Exercise prompt>
Everything in the data below is to be reproduced without any deviation.

*** Opening of Provided information ***

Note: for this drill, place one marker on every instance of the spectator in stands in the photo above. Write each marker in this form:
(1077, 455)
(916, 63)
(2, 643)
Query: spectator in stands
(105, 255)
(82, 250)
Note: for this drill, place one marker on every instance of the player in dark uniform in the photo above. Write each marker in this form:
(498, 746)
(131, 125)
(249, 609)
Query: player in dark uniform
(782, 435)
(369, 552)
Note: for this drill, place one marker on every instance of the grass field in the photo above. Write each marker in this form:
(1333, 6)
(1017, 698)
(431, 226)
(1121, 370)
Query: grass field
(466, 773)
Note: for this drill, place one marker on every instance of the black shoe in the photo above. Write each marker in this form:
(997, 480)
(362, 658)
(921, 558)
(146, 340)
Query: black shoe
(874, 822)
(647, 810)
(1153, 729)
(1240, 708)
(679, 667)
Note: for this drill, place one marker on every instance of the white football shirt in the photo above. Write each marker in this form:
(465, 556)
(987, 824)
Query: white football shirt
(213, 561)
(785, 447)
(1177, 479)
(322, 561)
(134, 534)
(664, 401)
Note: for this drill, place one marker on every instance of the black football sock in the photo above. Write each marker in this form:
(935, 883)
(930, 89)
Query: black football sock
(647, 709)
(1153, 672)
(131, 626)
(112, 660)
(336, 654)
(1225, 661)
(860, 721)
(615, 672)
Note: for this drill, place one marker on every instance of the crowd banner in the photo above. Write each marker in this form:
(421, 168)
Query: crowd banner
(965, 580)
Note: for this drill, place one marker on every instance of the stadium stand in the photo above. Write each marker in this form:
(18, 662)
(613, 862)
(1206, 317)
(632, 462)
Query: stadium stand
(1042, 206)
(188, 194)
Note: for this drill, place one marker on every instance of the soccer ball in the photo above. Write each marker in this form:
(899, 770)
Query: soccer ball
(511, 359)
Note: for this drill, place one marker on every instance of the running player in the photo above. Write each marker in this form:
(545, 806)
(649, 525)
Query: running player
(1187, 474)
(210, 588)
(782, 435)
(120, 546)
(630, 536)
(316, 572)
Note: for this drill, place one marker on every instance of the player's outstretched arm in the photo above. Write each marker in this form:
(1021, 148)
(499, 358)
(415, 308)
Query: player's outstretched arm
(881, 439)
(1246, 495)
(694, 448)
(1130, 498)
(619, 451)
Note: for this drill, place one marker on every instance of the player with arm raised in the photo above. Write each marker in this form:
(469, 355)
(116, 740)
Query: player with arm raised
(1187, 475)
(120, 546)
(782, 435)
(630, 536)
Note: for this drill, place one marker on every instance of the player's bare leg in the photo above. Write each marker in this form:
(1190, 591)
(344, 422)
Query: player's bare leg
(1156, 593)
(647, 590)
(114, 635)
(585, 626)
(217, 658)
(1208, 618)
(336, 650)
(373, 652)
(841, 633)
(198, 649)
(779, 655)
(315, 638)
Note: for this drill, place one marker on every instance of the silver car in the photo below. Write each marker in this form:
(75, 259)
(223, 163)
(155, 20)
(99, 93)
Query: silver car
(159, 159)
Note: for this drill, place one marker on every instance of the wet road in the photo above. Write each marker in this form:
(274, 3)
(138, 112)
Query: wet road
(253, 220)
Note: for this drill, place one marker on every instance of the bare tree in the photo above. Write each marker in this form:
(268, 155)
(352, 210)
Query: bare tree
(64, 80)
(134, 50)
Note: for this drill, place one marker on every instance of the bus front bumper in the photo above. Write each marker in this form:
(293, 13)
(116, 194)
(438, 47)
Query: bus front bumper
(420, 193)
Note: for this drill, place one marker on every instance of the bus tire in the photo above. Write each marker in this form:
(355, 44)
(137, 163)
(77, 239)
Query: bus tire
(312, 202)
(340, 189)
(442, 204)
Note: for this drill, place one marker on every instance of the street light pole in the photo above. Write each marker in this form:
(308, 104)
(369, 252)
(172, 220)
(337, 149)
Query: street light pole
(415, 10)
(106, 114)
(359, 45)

*** Close of Provided information ***

Answer to the problem>
Note: for this drill, place one marker on every instance of the spectator in stands in the photo above. Write each marker in this form:
(1077, 455)
(916, 63)
(2, 643)
Query: spectator in stands
(105, 255)
(82, 250)
Note: for this drill, place one marker on every instance of the player in dark uniform in the photo above. Write each marker in this form:
(498, 746)
(131, 125)
(249, 609)
Query: player in dark uniform
(782, 435)
(369, 552)
Note: for this drill, place one marker on every instance of the grass field in the photo above. Write each marker in this form:
(1333, 6)
(1017, 698)
(431, 226)
(1121, 370)
Query: grass field
(466, 773)
Note: for this drill, place one marker on every instance of the black shoe in the photo above. Write each marker in this form:
(997, 480)
(362, 658)
(921, 558)
(146, 340)
Query: black shoe
(874, 822)
(647, 810)
(1153, 729)
(1240, 708)
(679, 667)
Note: for this drill, place one marker on every instance of the white football shirt in the photo above. Write each marker in this form:
(465, 556)
(987, 824)
Query: white football shirt
(213, 561)
(785, 447)
(1177, 479)
(322, 561)
(134, 534)
(664, 401)
Note: for this drill, place one marker on every instance of the black football sock in the photo above. Write each marker in this form:
(935, 883)
(930, 89)
Query: black football sock
(647, 709)
(1153, 672)
(131, 626)
(112, 660)
(336, 654)
(1225, 661)
(860, 721)
(615, 672)
Note: for this drill, place one marker on every instance of the crowd banner in the photo above. Write each marker in this form:
(421, 168)
Query: crowd banner
(965, 580)
Note: for this drill, place one marker on every instance of the stadium stand in the photo above. Write each marker in this form:
(18, 662)
(613, 862)
(1206, 317)
(632, 462)
Query: stadium stand
(1042, 206)
(188, 194)
Note: for this drill, place one marker on every instance of the soccer ball in the photo above. Write each marker in this form:
(899, 770)
Query: soccer ball
(511, 359)
Note: for this drill, place one marker on every instance of the running player in the photo above. Write each marker in this form:
(545, 806)
(649, 525)
Query: running player
(1187, 474)
(210, 588)
(782, 435)
(120, 546)
(630, 536)
(316, 572)
Note: for this drill, place one marker on every instance of the player's outstretched arm in the photo above. Write each marker in this form:
(1021, 148)
(499, 358)
(415, 308)
Query: player's outstretched arm
(881, 439)
(1246, 495)
(694, 448)
(1130, 498)
(619, 451)
Note: for this drill, place one marker on every instance of the player with arm raised in the photo above. Write each marker in this form:
(469, 355)
(116, 740)
Query: player with arm raised
(1187, 475)
(120, 546)
(782, 435)
(630, 536)
Note: for this drill, place one marker on every instance of the player's bare leg in the photo above. Write each marker in this form:
(1190, 591)
(344, 422)
Query: player's bare leg
(1156, 593)
(647, 590)
(114, 635)
(585, 626)
(217, 658)
(1208, 618)
(336, 650)
(373, 652)
(841, 633)
(198, 649)
(779, 655)
(315, 638)
Note: for this drill, place one marker on every instance of the silver car in the photo below. Write each marker in this form:
(75, 259)
(223, 163)
(155, 20)
(99, 93)
Query: silver car
(159, 159)
Note: for this drill, place one marker on every instance of the wet road in the photo above. Write each marker in this form:
(274, 3)
(138, 112)
Query: wet road
(253, 220)
Note: for this drill, place one marker on every instance of the bare tree in the photo above. Write each marker in this form:
(268, 155)
(352, 210)
Query: bare tree
(64, 80)
(134, 50)
Note: for this drill, place one marker on every instance of the bus front bumper in the photo above. Write each marker in this form:
(293, 13)
(116, 194)
(438, 47)
Query: bus front bumper
(420, 193)
Note: for this drill, place one marker on every instance of the bus tire in the photo above. Write each marker in this form:
(355, 44)
(137, 163)
(77, 239)
Query: bus tire
(312, 202)
(340, 189)
(442, 204)
Note: for this drill, place one marker on every instance of the street light pole in the photo above. Write each marker in this form:
(308, 104)
(369, 252)
(172, 220)
(337, 149)
Query: street light pole
(415, 10)
(106, 114)
(359, 45)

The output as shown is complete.